DIRECTIONS FOR THIS TASK:
Would you repeat all the lines below, exactly as they stand?
DATA FOR THE TASK Block Start
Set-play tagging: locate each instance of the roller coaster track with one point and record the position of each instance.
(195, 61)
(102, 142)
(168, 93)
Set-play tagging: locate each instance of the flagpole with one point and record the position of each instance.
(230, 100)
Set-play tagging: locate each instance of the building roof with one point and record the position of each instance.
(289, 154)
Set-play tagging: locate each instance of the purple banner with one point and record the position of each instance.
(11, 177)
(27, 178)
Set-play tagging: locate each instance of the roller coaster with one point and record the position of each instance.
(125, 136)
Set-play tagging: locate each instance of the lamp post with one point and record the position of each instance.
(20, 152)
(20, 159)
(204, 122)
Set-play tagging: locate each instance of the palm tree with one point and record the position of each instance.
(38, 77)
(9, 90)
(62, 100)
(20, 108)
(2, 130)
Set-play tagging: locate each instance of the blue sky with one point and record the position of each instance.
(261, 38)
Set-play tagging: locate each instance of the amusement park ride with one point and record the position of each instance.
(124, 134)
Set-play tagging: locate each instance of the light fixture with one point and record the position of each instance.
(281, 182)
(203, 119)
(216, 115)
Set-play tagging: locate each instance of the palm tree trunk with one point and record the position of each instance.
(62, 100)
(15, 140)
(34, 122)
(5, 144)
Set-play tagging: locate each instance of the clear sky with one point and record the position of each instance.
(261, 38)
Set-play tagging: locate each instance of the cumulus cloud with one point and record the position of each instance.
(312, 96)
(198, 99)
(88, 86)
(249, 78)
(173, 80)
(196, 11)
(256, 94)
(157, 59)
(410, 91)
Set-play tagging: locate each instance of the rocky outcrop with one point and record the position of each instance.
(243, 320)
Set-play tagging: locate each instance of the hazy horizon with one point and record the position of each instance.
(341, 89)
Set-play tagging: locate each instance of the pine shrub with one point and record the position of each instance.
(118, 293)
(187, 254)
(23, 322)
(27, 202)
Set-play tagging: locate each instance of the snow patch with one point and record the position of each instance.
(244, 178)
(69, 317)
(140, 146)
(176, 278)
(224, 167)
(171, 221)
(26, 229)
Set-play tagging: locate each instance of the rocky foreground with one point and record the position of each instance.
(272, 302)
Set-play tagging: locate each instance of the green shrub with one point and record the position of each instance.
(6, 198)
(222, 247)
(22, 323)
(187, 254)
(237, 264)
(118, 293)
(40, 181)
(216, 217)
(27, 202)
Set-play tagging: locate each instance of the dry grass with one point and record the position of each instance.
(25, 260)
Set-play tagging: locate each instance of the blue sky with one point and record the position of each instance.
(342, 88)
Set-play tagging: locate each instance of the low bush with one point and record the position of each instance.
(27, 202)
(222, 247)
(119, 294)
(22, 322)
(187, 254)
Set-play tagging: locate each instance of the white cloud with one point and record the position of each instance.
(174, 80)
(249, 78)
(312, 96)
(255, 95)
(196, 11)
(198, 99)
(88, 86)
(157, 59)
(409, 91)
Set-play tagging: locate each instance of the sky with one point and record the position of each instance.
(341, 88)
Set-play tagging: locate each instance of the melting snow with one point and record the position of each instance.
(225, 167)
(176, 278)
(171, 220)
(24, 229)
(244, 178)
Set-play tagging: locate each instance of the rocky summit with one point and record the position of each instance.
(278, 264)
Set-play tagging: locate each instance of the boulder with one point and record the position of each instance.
DATA FOR THE TASK Block End
SOLUTION TO THIS PROBLEM:
Set-play tagging: locate each instance of the roller coaster track with one point and record the position of each instance.
(195, 61)
(102, 142)
(168, 93)
Set-play tagging: locate each instance of the flagpole with one point and record the position of each instance.
(230, 100)
Set-play tagging: locate each instance of the building roof with one point and record the position of each instance.
(289, 154)
Set-play tagging: locate each instance of the purple banner with one point and record the position of each instance.
(11, 177)
(27, 178)
Set-play tagging: locate each instance of the roller coaster with one point and record the position of each instance.
(125, 136)
Set-play tagging: locate each instance of the lamp post with one point and record the position of each instance.
(20, 152)
(20, 159)
(204, 122)
Set-play tagging: locate each instance of the palm tree with one point and record the position of each instance.
(38, 77)
(9, 90)
(62, 100)
(20, 108)
(2, 130)
Set-play tagging: locate each instance of the blue sky with one point and record the position of each instance.
(261, 38)
Set-play tagging: locate each instance of the amusement park ride with one point and record the position of each instance.
(124, 134)
Set-play tagging: locate each instance of the light fixture with one point and record the position of each instance.
(281, 182)
(203, 119)
(216, 115)
Set-play tagging: locate each instance of the palm tree trunk with one point and record the position of each instance.
(62, 100)
(15, 140)
(34, 122)
(5, 144)
Set-play tagging: locate each instance of the clear sky with one point and record the position of each instance.
(261, 38)
Set-play tagging: locate each instance of the cumulus cloud with one point and record the position of each instance.
(312, 96)
(198, 99)
(88, 86)
(249, 78)
(173, 80)
(196, 11)
(256, 94)
(157, 59)
(410, 91)
Set-play tagging: locate each instance of the rocky outcrop with one point and record the position of each instance.
(243, 320)
Set-play tagging: locate each instance of the hazy horizon with one point and record the position of each instance.
(341, 89)
Set-play tagging: locate each instance of the pine shrub with one point and record the position of each instance.
(118, 293)
(187, 254)
(23, 322)
(27, 202)
Set-play tagging: locate each instance of the snow patch with one point and record the position of each instance.
(244, 178)
(69, 317)
(140, 146)
(176, 278)
(224, 167)
(171, 221)
(26, 229)
Set-play tagging: locate each instance of the rocky foreground with one point and record the position of each instance.
(272, 302)
Set-play tagging: locate each instance of the green shrub with one point and record the position of each instance.
(6, 198)
(222, 247)
(22, 323)
(187, 254)
(237, 264)
(118, 293)
(40, 181)
(216, 217)
(27, 202)
Set-play tagging: locate each instance of the dry grass with one point and record the position of each instance.
(25, 260)
Set-play tagging: locate each instance of the blue sky with one point and record the position of each instance.
(342, 88)
Set-play tagging: locate each instance of the low bush with one point and record the position of each instance.
(27, 202)
(222, 247)
(119, 294)
(22, 322)
(187, 254)
Set-play tagging: locate each instance of the white cloud with one point and record the position of each instance.
(174, 80)
(249, 78)
(312, 96)
(255, 95)
(196, 11)
(198, 99)
(88, 86)
(157, 59)
(409, 91)
Set-play tagging: locate each instance of the sky with one point and record the position of each instance.
(341, 88)
Set-play tagging: locate each instance of the melting snow with one point and record the position of each instance.
(225, 167)
(176, 278)
(171, 220)
(24, 229)
(244, 178)
Set-play tagging: locate each instance of the rocky summit with one point and record the position of each instance.
(278, 264)
Set-play tagging: locate each instance of the boulder with one point and record the position of each instance.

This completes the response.